[Exercise description]
Can you copy out the green furniture passage below, word for word, from "What to do with" to "and start tinkering."?

What to do with it when you're over it We can't promise we're going to like something forever or that our furnishing needs won't change. When it's time to bid a chair, table, bed, or dresser farewell, make sure it goes to a good home. Sell it on Craigslist, eBay, or the local paper, give it away via Freecycle, or include it in your next yard sale. Putting it safely on the curb with a "free" sign on it can also do the trick. If you are the crafty type, lots of furniture can be repurposed into new functions or just freshened up with new paint or finish. No sturdy artifact should have to Live out eternity in the landfill. If it's your mission to get deeper into the green furniture space, put on your designer's smock and start tinkering.
Price, Style and Green, you can have it all The market for sustainable products has been on a meteoric rise for the last five years. What started as a novelty progressed to a trend and has now become staple for most industries. Nearly two out of three consumers have bought green cleaning supplies, compact fluorescent light bulbs and star-rated appliances. Eco-friendly options have sprung up all over, prices have come down, and in categories everywhere, green products have become mainstream. Although the furniture industry is trailing behind, there are many good manufacturers that are making a serious effort to catch up. They are designing and producing furnishings with materials and construction processes that are kind to our planet. Not incidentally, they are also accenting styling that satisfies consumers’ demand for high-fashion and eco-friendly furnishings. Supporting these manufacturers will send a clear message to the others to do their part. There is also the misconception that green furniture costs more. In reality green furniture tends to be much better made and better value for the money.

[Data records]
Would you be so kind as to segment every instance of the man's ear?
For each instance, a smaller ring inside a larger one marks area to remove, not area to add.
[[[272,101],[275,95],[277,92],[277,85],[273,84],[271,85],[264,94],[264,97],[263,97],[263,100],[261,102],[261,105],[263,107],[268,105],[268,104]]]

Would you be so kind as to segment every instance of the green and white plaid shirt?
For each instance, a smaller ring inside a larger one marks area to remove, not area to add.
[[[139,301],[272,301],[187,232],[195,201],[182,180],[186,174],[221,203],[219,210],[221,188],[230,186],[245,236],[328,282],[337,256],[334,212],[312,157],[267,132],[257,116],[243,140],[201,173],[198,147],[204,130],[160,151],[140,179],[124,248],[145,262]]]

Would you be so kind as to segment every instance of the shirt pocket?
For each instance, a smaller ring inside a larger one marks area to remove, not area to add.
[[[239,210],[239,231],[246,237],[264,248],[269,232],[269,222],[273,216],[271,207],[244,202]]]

[Result for this task]
What to do with it when you're over it We can't promise we're going to like something forever or that our furnishing needs won't change. When it's time to bid a chair, table, bed, or dresser farewell, make sure it goes to a good home. Sell it on Craigslist, eBay, or the local paper, give it away via Freecycle, or include it in your next yard sale. Putting it safely on the curb with a "free" sign on it can also do the trick. If you are the crafty type, lots of furniture can be repurposed into new functions or just freshened up with new paint or finish. No sturdy artifact should have to Live out eternity in the landfill. If it's your mission to get deeper into the green furniture space, put on your designer's smock and start tinkering.